*** Source records ***
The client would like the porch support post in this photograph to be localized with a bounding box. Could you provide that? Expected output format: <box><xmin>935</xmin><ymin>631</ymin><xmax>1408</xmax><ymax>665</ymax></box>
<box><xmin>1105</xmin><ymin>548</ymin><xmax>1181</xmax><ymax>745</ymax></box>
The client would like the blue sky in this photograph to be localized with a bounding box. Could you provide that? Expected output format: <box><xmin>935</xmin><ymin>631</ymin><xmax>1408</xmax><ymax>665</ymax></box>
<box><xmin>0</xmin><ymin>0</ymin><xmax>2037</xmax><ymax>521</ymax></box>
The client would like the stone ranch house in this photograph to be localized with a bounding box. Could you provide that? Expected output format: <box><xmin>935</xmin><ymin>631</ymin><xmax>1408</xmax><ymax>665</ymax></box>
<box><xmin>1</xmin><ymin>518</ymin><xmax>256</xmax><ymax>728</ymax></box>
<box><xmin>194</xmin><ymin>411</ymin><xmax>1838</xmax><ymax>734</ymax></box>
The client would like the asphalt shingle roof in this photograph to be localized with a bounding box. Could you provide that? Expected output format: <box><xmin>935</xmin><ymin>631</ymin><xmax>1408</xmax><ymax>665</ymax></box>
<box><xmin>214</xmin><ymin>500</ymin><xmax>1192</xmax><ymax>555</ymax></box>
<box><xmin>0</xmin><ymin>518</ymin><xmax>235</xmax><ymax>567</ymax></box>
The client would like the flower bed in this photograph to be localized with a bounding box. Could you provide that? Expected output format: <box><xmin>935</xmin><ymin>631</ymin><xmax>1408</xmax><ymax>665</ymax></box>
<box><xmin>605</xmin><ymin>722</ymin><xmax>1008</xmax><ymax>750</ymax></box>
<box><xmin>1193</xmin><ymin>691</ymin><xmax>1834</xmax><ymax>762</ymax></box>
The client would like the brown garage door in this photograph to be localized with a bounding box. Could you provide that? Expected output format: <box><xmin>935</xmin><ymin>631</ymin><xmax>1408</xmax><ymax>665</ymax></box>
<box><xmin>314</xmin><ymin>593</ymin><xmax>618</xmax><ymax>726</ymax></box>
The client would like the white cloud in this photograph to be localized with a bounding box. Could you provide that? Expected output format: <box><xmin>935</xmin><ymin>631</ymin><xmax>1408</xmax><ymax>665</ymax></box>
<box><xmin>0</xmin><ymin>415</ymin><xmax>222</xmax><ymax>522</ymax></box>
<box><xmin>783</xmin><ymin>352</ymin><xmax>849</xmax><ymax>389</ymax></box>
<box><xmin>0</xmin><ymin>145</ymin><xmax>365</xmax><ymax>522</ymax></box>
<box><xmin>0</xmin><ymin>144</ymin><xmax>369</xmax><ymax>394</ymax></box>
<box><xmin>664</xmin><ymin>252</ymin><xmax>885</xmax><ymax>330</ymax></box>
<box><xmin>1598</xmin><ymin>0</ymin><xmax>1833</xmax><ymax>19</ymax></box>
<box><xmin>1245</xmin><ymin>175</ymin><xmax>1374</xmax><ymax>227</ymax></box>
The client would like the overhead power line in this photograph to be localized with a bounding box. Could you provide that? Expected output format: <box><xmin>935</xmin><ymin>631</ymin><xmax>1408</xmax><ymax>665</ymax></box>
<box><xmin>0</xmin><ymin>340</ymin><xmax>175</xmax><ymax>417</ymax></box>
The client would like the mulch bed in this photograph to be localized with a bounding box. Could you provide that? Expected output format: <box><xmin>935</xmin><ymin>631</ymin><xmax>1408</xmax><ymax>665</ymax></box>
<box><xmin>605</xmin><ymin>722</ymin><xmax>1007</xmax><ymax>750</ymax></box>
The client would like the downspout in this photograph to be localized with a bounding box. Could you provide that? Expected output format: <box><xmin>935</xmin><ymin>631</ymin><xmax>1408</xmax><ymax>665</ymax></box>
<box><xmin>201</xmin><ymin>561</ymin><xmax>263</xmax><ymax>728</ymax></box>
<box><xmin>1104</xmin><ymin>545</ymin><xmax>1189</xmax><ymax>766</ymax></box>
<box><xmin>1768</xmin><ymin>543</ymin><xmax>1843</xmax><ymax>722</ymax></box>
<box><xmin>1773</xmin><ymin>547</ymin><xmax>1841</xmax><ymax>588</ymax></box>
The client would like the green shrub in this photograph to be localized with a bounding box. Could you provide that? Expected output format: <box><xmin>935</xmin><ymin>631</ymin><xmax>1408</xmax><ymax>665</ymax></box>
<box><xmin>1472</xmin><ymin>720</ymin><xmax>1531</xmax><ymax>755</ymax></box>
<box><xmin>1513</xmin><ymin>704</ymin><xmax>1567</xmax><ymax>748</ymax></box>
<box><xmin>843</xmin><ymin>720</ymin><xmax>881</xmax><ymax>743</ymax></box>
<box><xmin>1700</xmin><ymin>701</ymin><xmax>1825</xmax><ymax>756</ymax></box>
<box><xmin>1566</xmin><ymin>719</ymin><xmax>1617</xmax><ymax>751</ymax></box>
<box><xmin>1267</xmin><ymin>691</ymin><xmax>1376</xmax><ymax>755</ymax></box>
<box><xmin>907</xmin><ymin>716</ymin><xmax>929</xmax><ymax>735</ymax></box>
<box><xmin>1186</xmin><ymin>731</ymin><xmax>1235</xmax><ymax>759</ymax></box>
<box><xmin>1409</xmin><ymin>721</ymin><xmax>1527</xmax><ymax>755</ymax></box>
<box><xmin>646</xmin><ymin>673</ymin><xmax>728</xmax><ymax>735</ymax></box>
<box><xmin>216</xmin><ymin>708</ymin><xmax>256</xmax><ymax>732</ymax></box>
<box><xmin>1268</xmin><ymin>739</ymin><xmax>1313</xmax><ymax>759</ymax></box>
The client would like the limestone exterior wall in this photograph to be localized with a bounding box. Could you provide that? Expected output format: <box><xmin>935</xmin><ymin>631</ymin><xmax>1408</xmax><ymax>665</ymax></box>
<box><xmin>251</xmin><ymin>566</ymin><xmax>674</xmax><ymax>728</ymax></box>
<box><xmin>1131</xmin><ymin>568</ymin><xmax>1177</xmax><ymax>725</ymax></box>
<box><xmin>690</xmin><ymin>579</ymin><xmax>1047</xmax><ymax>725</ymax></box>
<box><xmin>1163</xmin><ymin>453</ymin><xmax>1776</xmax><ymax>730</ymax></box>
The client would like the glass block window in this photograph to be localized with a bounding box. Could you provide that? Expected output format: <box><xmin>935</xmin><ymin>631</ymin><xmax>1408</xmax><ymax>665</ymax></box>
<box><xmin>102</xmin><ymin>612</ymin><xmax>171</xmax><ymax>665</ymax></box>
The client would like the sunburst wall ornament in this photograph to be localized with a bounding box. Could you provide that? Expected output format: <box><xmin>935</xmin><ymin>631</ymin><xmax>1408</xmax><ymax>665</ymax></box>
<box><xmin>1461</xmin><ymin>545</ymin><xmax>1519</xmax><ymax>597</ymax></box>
*** End of Source records ***
### Work task
Having read the entries above, restate them all word for word.

### Finished task
The client would like the porch support post in this photograph to be localized with a bounding box. Could you provide that? Expected output format: <box><xmin>935</xmin><ymin>631</ymin><xmax>1408</xmax><ymax>665</ymax></box>
<box><xmin>1105</xmin><ymin>548</ymin><xmax>1181</xmax><ymax>745</ymax></box>
The client would like the blue sky in this photograph to be localized with a bounding box. Could you provide that? Expected output format: <box><xmin>935</xmin><ymin>631</ymin><xmax>1408</xmax><ymax>665</ymax></box>
<box><xmin>0</xmin><ymin>0</ymin><xmax>2037</xmax><ymax>521</ymax></box>
The client would like the stone ranch house in this photograph to be localized with a bounding box. Could you provide that? Expected output format: <box><xmin>935</xmin><ymin>631</ymin><xmax>1408</xmax><ymax>665</ymax></box>
<box><xmin>1</xmin><ymin>518</ymin><xmax>256</xmax><ymax>728</ymax></box>
<box><xmin>194</xmin><ymin>411</ymin><xmax>1838</xmax><ymax>734</ymax></box>
The client would like the asphalt shingle roof in this photograph to be localized with a bounding box. Could you provide that? Expected output format: <box><xmin>935</xmin><ymin>631</ymin><xmax>1408</xmax><ymax>665</ymax></box>
<box><xmin>214</xmin><ymin>500</ymin><xmax>1192</xmax><ymax>555</ymax></box>
<box><xmin>0</xmin><ymin>518</ymin><xmax>235</xmax><ymax>567</ymax></box>
The client would like the flower bed in this photograph to be localized with a bounding box. Could you provide that? Expected output format: <box><xmin>935</xmin><ymin>631</ymin><xmax>1408</xmax><ymax>665</ymax></box>
<box><xmin>605</xmin><ymin>722</ymin><xmax>1008</xmax><ymax>750</ymax></box>
<box><xmin>1193</xmin><ymin>691</ymin><xmax>1834</xmax><ymax>762</ymax></box>
The client would like the brown garage door in this photograph to be localized with a bounding box. Could you provide that? Expected output format: <box><xmin>935</xmin><ymin>631</ymin><xmax>1408</xmax><ymax>665</ymax></box>
<box><xmin>314</xmin><ymin>593</ymin><xmax>618</xmax><ymax>726</ymax></box>
The client would like the white cloud in this photograph to be localized with a bounding box. Could you provide that? Expected output format: <box><xmin>935</xmin><ymin>631</ymin><xmax>1408</xmax><ymax>665</ymax></box>
<box><xmin>0</xmin><ymin>415</ymin><xmax>222</xmax><ymax>522</ymax></box>
<box><xmin>783</xmin><ymin>352</ymin><xmax>849</xmax><ymax>389</ymax></box>
<box><xmin>0</xmin><ymin>145</ymin><xmax>365</xmax><ymax>522</ymax></box>
<box><xmin>0</xmin><ymin>144</ymin><xmax>369</xmax><ymax>394</ymax></box>
<box><xmin>664</xmin><ymin>252</ymin><xmax>885</xmax><ymax>330</ymax></box>
<box><xmin>1598</xmin><ymin>0</ymin><xmax>1833</xmax><ymax>19</ymax></box>
<box><xmin>1245</xmin><ymin>175</ymin><xmax>1374</xmax><ymax>227</ymax></box>
The client would like the overhead power line in this photograph to be localized with a bounding box. Could you provide that? Expected output format: <box><xmin>935</xmin><ymin>631</ymin><xmax>1408</xmax><ymax>665</ymax></box>
<box><xmin>0</xmin><ymin>340</ymin><xmax>175</xmax><ymax>417</ymax></box>
The client would like the mulch bed in this photograph to be localized with a bounding box. Could you provide that? Expected output format: <box><xmin>935</xmin><ymin>631</ymin><xmax>1408</xmax><ymax>665</ymax></box>
<box><xmin>605</xmin><ymin>722</ymin><xmax>1007</xmax><ymax>750</ymax></box>
The client would like the downspout in this photograph to be localized with a bounding box. Could you provide that? Expected output format: <box><xmin>935</xmin><ymin>631</ymin><xmax>1408</xmax><ymax>665</ymax></box>
<box><xmin>201</xmin><ymin>561</ymin><xmax>263</xmax><ymax>728</ymax></box>
<box><xmin>1104</xmin><ymin>545</ymin><xmax>1189</xmax><ymax>766</ymax></box>
<box><xmin>1768</xmin><ymin>543</ymin><xmax>1843</xmax><ymax>722</ymax></box>
<box><xmin>1773</xmin><ymin>547</ymin><xmax>1841</xmax><ymax>588</ymax></box>
The client would like the green shrub in this photograph to be localized with a bounding box. Could you provide that? Expected output format: <box><xmin>935</xmin><ymin>631</ymin><xmax>1408</xmax><ymax>665</ymax></box>
<box><xmin>1472</xmin><ymin>720</ymin><xmax>1531</xmax><ymax>755</ymax></box>
<box><xmin>1513</xmin><ymin>704</ymin><xmax>1567</xmax><ymax>748</ymax></box>
<box><xmin>843</xmin><ymin>720</ymin><xmax>881</xmax><ymax>743</ymax></box>
<box><xmin>1700</xmin><ymin>701</ymin><xmax>1825</xmax><ymax>756</ymax></box>
<box><xmin>1566</xmin><ymin>719</ymin><xmax>1617</xmax><ymax>751</ymax></box>
<box><xmin>1267</xmin><ymin>691</ymin><xmax>1376</xmax><ymax>755</ymax></box>
<box><xmin>907</xmin><ymin>716</ymin><xmax>929</xmax><ymax>735</ymax></box>
<box><xmin>1186</xmin><ymin>731</ymin><xmax>1235</xmax><ymax>759</ymax></box>
<box><xmin>1409</xmin><ymin>721</ymin><xmax>1527</xmax><ymax>755</ymax></box>
<box><xmin>646</xmin><ymin>673</ymin><xmax>728</xmax><ymax>735</ymax></box>
<box><xmin>216</xmin><ymin>708</ymin><xmax>256</xmax><ymax>732</ymax></box>
<box><xmin>1268</xmin><ymin>739</ymin><xmax>1313</xmax><ymax>759</ymax></box>
The client would like the limestone exterior wall in this photograph to be localized with a bounding box. Could you provide that? Expected output format: <box><xmin>935</xmin><ymin>631</ymin><xmax>1408</xmax><ymax>665</ymax></box>
<box><xmin>251</xmin><ymin>566</ymin><xmax>674</xmax><ymax>728</ymax></box>
<box><xmin>1131</xmin><ymin>568</ymin><xmax>1177</xmax><ymax>725</ymax></box>
<box><xmin>690</xmin><ymin>579</ymin><xmax>1047</xmax><ymax>725</ymax></box>
<box><xmin>1163</xmin><ymin>453</ymin><xmax>1776</xmax><ymax>730</ymax></box>
The client would like the glass block window in this photograph to be localized with a bounding box. Could you provide that? Expected output format: <box><xmin>935</xmin><ymin>631</ymin><xmax>1408</xmax><ymax>665</ymax></box>
<box><xmin>102</xmin><ymin>612</ymin><xmax>171</xmax><ymax>665</ymax></box>
The client would like the sunburst wall ornament in this photograph to be localized with a bounding box. Could you provide that? Expected output format: <box><xmin>935</xmin><ymin>631</ymin><xmax>1408</xmax><ymax>665</ymax></box>
<box><xmin>1461</xmin><ymin>545</ymin><xmax>1519</xmax><ymax>597</ymax></box>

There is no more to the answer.